> _Prompt_
Work through the records below and copy every line that includes "refrigerator".

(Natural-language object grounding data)

----------

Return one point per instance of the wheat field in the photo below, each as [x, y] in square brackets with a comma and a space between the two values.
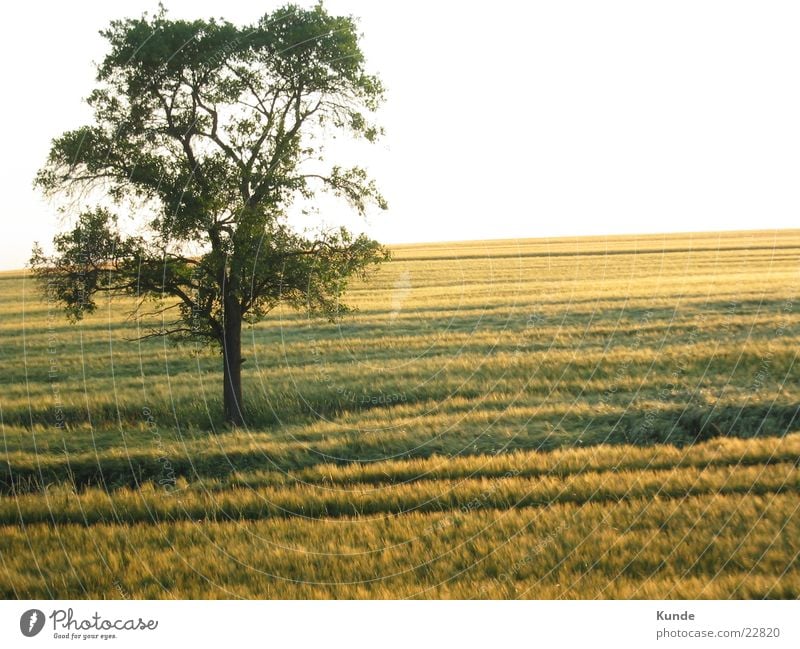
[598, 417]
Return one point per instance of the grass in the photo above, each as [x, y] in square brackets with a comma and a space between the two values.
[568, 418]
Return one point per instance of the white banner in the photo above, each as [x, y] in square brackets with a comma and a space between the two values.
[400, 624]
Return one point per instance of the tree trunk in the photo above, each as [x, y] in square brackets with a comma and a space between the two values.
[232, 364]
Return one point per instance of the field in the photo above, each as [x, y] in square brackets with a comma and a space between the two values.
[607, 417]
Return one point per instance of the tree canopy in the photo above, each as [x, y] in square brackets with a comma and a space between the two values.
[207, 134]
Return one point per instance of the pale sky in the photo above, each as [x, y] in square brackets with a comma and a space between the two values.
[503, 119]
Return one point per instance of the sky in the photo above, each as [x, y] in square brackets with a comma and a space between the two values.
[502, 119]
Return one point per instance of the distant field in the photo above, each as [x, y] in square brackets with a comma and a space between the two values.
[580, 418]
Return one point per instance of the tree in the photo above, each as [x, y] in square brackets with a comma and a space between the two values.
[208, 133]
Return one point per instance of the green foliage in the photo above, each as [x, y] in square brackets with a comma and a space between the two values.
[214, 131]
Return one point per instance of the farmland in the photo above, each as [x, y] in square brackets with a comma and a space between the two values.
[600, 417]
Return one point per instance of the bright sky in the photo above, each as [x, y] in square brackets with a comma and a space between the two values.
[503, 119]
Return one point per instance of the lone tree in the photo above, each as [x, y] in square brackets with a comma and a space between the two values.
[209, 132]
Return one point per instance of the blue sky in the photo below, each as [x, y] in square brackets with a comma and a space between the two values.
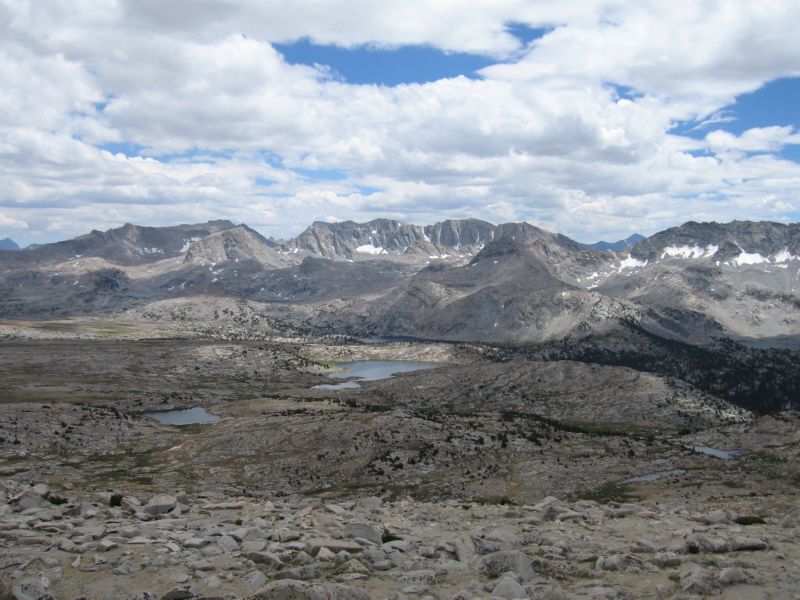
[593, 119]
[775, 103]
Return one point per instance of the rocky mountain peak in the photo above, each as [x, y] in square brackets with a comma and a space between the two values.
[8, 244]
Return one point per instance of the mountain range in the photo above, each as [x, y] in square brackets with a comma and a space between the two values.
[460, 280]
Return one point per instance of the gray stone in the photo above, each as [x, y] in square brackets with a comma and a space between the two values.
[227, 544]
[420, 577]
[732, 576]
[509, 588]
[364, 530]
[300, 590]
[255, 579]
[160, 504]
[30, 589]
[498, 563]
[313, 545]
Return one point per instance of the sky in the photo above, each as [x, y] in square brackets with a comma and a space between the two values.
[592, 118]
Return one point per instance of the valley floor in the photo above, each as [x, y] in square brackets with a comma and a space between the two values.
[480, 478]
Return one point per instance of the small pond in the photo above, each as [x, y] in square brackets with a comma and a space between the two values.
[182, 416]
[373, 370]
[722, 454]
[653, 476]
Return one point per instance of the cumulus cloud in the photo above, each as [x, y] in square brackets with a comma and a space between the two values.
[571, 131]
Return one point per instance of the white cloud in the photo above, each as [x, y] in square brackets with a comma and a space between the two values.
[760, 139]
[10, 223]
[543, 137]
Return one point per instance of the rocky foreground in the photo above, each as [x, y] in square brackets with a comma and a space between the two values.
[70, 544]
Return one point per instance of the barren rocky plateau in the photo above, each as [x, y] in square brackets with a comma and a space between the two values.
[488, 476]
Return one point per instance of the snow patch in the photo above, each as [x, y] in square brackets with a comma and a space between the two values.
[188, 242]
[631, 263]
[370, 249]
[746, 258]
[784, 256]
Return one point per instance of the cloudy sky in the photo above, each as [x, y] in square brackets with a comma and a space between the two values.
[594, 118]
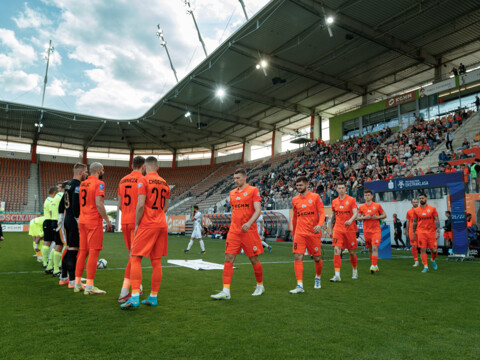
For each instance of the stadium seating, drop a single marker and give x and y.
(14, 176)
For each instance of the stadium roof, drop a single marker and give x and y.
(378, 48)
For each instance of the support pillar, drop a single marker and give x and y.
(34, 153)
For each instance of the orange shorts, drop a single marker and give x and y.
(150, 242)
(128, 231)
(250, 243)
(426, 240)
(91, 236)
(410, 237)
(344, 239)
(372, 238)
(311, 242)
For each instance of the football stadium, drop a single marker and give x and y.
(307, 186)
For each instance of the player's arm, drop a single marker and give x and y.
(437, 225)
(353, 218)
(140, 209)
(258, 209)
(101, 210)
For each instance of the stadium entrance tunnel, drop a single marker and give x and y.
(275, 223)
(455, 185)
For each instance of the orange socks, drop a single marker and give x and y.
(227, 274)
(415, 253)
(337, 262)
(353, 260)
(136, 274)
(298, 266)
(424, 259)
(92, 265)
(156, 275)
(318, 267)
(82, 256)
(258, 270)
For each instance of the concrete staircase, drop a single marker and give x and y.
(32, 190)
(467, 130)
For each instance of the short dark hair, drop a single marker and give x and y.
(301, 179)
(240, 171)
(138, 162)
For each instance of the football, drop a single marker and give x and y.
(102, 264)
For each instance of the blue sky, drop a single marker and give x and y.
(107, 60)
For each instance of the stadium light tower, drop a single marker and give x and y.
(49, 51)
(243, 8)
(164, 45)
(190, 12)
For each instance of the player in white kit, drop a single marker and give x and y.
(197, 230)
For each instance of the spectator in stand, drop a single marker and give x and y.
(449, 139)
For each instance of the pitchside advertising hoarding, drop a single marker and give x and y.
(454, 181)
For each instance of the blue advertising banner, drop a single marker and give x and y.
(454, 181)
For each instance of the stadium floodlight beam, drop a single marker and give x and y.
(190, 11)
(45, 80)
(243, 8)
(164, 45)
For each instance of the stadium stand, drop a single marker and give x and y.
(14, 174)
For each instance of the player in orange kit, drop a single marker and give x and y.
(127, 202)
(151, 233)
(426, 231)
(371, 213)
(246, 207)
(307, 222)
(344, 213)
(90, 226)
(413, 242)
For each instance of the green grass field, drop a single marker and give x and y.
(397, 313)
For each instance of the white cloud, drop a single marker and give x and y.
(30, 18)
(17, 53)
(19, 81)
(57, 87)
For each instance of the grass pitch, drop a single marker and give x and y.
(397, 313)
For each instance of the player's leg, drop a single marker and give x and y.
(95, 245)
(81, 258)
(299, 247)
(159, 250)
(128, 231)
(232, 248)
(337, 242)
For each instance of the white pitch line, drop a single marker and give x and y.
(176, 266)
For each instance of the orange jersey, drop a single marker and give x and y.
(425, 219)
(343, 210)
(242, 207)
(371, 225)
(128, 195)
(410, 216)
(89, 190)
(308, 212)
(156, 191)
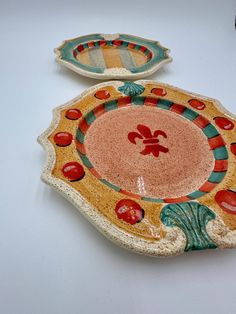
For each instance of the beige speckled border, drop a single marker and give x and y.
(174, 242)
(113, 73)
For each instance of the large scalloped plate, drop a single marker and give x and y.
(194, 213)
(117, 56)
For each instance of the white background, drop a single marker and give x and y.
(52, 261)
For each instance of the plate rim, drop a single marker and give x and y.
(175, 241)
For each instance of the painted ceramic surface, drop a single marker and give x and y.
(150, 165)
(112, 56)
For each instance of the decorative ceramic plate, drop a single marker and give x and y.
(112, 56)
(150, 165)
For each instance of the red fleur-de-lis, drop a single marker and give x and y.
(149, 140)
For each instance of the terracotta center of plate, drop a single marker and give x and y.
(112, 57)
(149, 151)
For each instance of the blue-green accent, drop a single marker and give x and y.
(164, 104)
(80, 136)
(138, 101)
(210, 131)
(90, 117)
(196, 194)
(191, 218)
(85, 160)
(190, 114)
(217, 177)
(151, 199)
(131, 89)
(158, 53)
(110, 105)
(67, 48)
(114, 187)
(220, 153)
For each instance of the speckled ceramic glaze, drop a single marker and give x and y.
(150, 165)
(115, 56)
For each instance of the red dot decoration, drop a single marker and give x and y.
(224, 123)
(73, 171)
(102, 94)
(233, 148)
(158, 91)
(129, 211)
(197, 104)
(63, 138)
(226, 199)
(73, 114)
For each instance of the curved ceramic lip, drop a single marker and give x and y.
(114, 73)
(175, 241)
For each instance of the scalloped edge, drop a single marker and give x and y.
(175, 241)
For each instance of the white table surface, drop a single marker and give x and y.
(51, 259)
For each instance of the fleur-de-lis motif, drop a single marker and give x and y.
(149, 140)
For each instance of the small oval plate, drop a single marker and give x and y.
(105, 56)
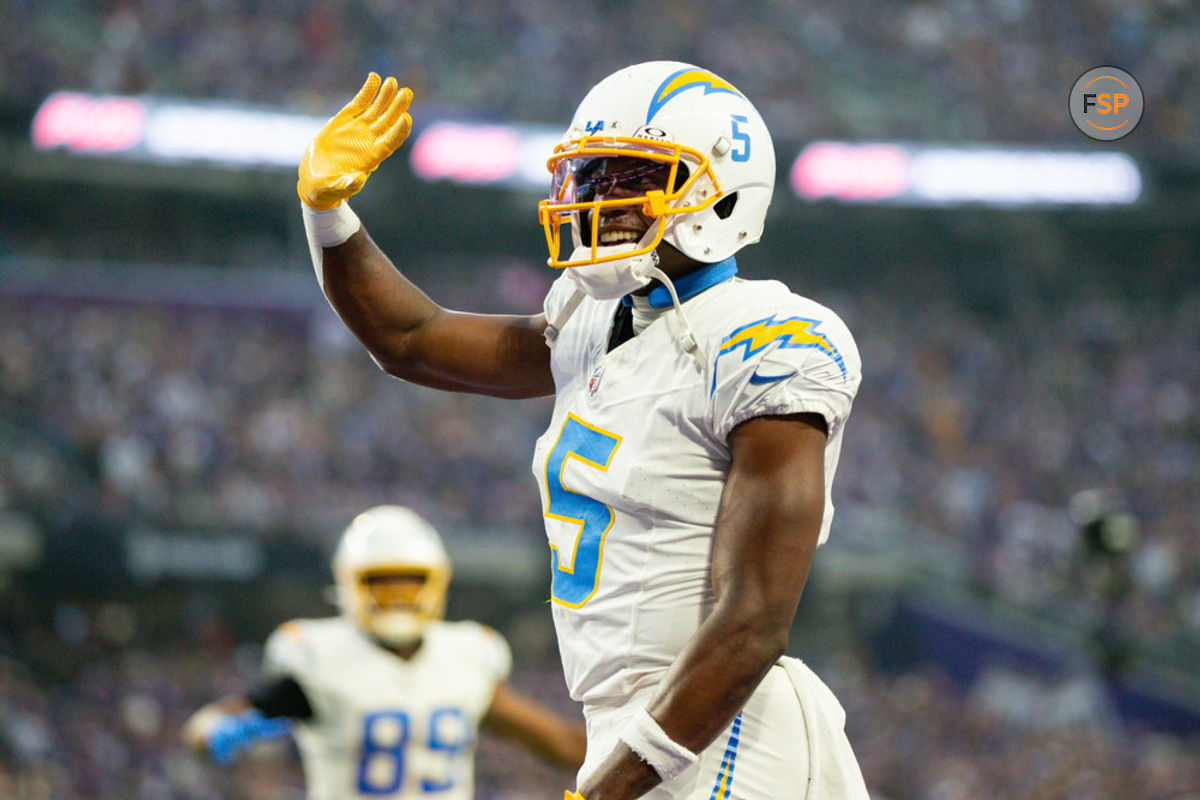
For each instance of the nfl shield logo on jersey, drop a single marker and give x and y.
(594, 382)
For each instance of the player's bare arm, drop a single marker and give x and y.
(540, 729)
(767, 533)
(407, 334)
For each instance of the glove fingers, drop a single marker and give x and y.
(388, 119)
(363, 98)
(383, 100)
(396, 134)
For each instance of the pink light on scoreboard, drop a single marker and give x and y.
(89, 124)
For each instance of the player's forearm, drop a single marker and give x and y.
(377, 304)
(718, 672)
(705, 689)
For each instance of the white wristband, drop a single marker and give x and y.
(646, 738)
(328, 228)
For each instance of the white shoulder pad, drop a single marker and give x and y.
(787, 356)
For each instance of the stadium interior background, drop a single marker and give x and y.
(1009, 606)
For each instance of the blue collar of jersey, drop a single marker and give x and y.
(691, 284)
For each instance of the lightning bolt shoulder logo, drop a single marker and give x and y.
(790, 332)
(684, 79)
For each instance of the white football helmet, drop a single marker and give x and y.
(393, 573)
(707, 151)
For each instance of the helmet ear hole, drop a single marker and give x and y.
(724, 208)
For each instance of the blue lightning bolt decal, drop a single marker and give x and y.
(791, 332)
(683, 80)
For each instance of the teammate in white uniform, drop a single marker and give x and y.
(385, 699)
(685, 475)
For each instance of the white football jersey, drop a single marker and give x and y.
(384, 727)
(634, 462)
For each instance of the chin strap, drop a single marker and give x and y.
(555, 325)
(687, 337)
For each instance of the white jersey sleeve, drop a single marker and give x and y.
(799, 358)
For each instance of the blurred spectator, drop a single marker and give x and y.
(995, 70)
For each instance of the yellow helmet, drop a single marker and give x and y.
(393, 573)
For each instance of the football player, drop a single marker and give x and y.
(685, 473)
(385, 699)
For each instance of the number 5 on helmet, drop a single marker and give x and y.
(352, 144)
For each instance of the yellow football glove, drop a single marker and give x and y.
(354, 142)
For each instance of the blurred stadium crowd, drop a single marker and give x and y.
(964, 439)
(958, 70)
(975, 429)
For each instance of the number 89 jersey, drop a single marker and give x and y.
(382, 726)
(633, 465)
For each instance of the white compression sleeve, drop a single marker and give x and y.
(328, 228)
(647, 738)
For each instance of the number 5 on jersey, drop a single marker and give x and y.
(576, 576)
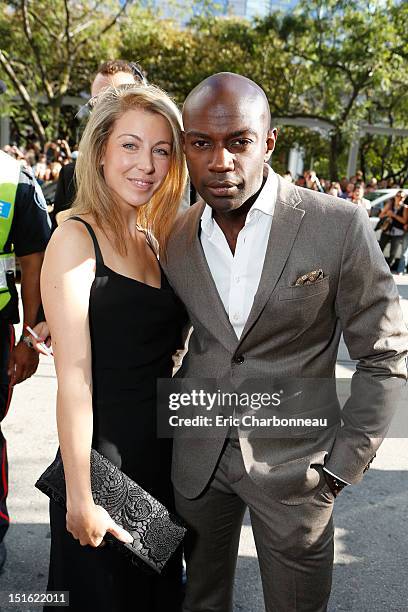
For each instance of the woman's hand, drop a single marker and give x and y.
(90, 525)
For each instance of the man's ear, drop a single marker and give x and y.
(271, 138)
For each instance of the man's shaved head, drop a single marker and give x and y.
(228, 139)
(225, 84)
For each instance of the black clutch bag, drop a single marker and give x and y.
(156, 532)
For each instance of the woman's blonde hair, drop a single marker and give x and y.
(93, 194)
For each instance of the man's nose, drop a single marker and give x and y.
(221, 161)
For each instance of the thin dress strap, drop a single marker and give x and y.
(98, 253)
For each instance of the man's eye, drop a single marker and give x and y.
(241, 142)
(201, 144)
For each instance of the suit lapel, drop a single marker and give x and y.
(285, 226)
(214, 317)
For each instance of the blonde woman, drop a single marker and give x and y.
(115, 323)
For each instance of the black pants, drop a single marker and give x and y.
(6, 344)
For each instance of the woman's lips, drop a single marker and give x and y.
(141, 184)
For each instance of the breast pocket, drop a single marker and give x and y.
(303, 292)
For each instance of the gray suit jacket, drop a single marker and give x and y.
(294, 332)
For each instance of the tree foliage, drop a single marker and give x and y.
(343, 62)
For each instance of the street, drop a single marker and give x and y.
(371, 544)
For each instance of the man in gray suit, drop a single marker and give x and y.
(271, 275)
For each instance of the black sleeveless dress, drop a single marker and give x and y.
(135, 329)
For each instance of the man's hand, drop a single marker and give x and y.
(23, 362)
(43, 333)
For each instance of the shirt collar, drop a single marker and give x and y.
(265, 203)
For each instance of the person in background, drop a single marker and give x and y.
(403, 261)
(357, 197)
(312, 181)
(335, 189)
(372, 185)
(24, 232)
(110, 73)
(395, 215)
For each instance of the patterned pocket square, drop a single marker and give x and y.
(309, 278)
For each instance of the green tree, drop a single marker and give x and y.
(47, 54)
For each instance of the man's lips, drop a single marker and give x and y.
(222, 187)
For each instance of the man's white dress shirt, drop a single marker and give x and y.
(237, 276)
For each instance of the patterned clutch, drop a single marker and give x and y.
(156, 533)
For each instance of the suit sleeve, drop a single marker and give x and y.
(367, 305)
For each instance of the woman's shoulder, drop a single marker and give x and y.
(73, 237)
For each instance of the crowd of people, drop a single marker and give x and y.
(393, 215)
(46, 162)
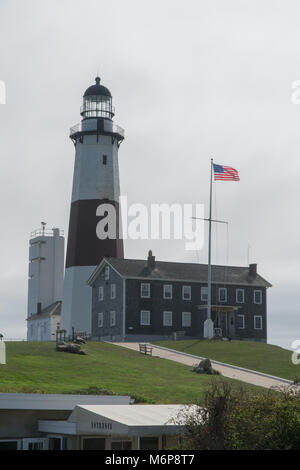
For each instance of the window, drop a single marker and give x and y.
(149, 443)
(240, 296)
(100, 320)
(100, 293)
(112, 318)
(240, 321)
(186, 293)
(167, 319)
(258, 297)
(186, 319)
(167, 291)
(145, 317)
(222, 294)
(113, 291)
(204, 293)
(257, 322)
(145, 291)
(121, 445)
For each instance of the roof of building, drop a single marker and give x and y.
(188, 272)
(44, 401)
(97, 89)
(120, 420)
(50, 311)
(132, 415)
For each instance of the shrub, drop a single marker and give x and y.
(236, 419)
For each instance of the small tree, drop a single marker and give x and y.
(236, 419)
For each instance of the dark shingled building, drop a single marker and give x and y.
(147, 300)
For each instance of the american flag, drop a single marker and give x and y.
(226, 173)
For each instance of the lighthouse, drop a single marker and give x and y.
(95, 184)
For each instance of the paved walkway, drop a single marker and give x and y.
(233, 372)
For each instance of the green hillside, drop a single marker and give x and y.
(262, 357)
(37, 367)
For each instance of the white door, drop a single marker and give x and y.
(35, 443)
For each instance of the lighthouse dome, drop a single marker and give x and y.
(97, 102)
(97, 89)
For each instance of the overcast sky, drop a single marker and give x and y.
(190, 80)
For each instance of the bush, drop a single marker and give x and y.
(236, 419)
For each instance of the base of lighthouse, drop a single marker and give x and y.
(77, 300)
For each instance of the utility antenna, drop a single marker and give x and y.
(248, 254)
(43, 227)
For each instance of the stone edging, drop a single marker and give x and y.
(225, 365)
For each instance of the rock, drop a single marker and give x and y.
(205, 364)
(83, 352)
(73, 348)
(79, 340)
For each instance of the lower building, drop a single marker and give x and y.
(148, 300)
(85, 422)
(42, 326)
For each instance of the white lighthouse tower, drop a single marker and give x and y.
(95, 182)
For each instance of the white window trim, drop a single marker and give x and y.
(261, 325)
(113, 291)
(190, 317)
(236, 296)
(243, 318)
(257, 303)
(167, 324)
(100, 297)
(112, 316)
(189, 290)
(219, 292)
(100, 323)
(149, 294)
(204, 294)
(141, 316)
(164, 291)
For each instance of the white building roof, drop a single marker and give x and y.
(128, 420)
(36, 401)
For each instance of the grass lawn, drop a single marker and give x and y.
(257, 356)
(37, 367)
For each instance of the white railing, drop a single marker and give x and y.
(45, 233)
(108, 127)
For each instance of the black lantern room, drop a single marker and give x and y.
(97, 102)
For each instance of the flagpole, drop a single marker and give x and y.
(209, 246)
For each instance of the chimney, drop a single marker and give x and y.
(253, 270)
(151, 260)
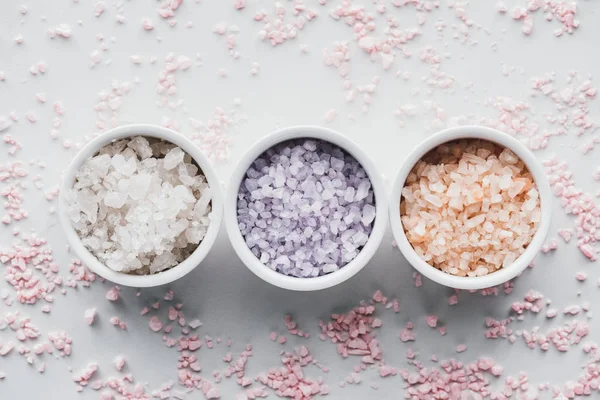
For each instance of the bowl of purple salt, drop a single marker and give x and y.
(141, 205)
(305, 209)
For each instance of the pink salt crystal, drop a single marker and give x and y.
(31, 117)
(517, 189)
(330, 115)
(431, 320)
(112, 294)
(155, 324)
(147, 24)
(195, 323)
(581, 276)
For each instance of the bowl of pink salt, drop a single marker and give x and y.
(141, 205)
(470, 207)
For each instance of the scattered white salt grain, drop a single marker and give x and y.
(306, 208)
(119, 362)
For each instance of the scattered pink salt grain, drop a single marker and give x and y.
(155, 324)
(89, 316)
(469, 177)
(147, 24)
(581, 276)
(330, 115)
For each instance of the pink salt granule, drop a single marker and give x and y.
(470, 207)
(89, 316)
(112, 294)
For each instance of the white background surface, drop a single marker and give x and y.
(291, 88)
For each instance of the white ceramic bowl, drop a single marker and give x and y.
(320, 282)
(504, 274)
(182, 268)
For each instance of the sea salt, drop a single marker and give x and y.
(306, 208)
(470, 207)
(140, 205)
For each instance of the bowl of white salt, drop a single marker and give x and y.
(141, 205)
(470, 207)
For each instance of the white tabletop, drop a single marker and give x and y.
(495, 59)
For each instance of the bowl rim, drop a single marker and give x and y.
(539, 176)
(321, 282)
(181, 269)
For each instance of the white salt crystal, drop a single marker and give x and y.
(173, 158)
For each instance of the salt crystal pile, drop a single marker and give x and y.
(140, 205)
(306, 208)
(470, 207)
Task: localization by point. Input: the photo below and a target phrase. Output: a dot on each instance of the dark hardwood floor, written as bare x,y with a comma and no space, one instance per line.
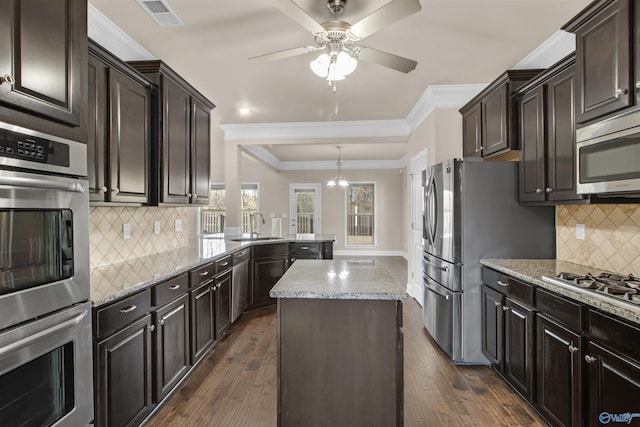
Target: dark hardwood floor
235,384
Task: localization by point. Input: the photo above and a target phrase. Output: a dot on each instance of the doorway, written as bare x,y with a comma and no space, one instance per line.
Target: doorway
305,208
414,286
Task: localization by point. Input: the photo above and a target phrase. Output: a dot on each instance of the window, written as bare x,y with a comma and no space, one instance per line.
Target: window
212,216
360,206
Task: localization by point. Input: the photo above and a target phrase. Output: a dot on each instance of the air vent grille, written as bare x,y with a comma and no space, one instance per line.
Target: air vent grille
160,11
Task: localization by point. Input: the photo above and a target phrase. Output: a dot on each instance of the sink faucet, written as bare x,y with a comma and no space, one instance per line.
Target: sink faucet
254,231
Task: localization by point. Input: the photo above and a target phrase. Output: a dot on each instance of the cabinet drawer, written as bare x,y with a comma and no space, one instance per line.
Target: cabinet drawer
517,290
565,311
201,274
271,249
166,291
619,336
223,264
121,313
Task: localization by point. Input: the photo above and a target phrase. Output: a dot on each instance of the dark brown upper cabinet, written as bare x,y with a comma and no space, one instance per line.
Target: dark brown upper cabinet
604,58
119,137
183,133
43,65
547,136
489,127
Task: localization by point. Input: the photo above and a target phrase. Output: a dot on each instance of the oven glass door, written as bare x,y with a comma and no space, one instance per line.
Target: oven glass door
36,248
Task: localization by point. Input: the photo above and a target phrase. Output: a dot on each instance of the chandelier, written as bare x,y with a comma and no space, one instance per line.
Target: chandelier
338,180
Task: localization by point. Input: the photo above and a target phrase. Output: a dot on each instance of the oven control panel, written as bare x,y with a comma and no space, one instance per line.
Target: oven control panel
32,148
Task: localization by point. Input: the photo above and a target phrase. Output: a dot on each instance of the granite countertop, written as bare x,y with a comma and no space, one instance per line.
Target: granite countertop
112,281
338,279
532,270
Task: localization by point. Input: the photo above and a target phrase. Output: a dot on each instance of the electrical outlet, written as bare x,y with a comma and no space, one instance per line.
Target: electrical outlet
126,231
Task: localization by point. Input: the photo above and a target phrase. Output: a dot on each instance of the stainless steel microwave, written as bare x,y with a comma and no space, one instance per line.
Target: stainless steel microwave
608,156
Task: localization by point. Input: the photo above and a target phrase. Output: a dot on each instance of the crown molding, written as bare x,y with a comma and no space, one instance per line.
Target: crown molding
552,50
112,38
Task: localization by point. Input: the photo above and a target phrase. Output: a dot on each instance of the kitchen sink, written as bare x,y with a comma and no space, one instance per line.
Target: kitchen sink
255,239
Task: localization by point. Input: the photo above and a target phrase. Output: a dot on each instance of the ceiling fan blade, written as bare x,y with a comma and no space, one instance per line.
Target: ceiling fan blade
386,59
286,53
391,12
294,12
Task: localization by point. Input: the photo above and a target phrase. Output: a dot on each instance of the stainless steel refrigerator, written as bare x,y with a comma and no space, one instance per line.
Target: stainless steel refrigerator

----------

> _Exercise solution_
Task: localization by point. Input: the photo above and a target phrase. Output: a dot on each instance of the stainless steel refrigerator, written as bare x,y with a comma and no space, one instance per line.
Target: stainless steel refrigerator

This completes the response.